SUPPLIED DATA below:
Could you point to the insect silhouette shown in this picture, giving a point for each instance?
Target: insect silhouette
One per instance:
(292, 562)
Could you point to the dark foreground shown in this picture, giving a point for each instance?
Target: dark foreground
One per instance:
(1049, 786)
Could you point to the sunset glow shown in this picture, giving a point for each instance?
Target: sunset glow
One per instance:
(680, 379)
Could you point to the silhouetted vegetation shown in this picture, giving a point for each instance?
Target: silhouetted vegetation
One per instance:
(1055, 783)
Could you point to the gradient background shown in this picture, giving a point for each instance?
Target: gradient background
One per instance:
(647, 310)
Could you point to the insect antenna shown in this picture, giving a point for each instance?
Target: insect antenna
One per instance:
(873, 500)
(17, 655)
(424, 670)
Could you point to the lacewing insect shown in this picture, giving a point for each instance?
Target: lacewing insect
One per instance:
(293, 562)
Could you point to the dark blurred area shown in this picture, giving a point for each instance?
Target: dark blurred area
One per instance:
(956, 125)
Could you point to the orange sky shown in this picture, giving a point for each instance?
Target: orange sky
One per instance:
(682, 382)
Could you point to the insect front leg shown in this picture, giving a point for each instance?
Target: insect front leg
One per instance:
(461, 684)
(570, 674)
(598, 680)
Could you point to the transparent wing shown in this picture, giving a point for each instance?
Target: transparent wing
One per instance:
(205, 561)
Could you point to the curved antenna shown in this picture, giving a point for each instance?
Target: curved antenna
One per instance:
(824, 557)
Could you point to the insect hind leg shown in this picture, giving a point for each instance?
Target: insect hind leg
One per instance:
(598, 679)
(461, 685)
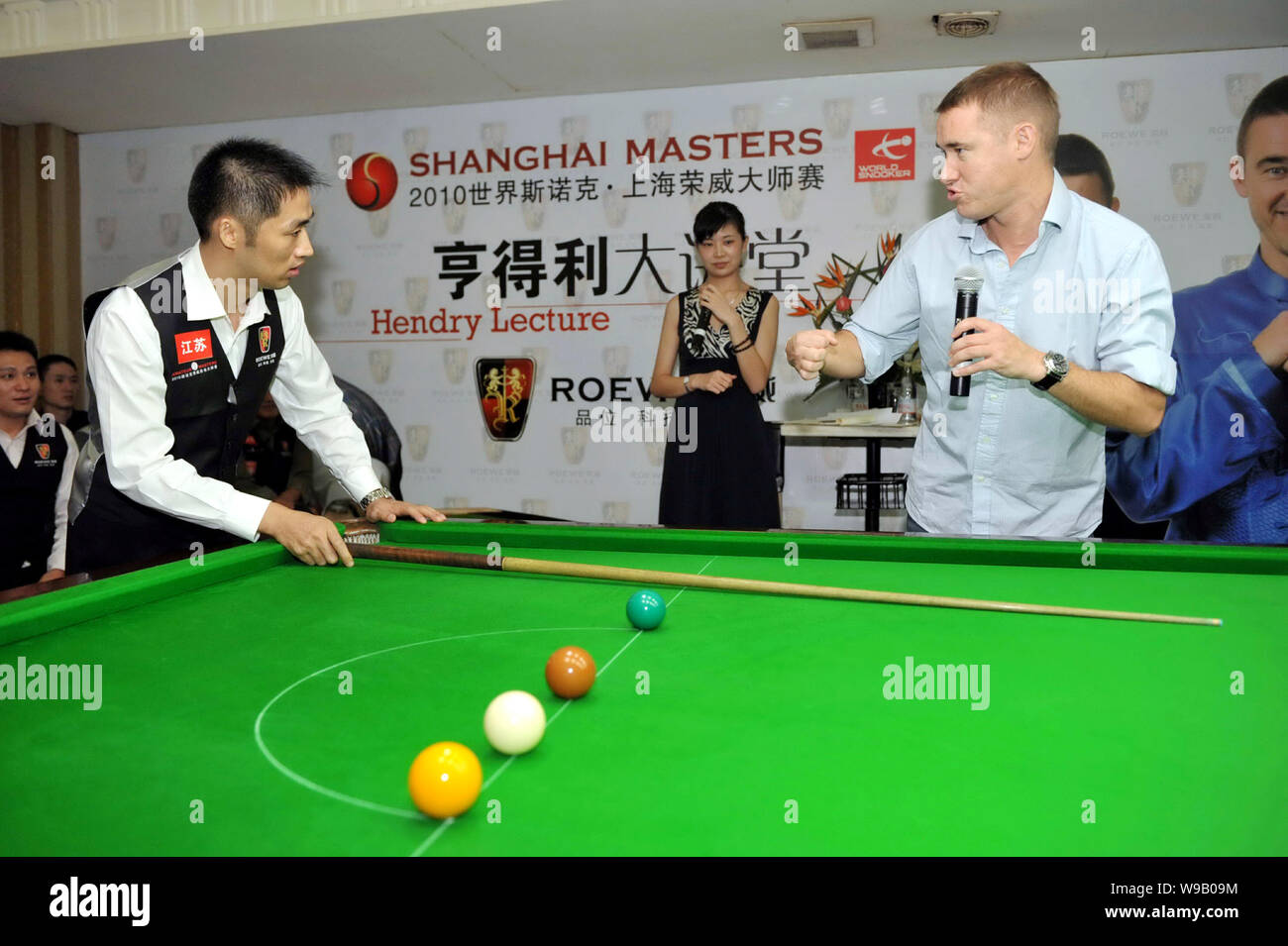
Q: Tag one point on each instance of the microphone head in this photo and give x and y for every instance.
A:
(969, 279)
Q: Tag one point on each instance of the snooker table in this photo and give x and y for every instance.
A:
(745, 725)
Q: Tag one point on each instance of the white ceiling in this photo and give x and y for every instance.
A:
(572, 47)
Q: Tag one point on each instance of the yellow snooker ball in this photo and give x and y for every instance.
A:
(445, 781)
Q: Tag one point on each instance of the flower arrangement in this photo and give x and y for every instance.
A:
(842, 277)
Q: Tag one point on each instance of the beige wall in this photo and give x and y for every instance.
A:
(40, 293)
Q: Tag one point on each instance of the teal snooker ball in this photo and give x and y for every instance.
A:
(645, 609)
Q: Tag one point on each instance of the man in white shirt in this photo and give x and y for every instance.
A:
(35, 475)
(178, 361)
(1076, 339)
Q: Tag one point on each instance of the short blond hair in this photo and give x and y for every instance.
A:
(1010, 90)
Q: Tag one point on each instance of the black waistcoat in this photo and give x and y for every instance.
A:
(27, 495)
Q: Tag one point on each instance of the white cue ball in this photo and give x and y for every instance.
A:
(514, 722)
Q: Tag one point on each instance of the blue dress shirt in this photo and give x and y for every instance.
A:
(1012, 460)
(1218, 467)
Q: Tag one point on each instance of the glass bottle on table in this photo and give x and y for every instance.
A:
(906, 399)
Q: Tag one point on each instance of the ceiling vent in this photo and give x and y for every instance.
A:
(833, 34)
(966, 25)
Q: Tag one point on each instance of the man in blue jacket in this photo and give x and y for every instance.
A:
(1219, 464)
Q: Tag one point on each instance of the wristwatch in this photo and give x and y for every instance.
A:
End of SUPPLIED DATA.
ACTION ITEM: Copy exactly the lines above, from the one containing "Q: Tag one point on each instance of the wristwatch" through the very last line.

YOUR SOLUTION:
Q: Tag one point on each instance of the wristwatch in this photo and give x and y for every instance.
A:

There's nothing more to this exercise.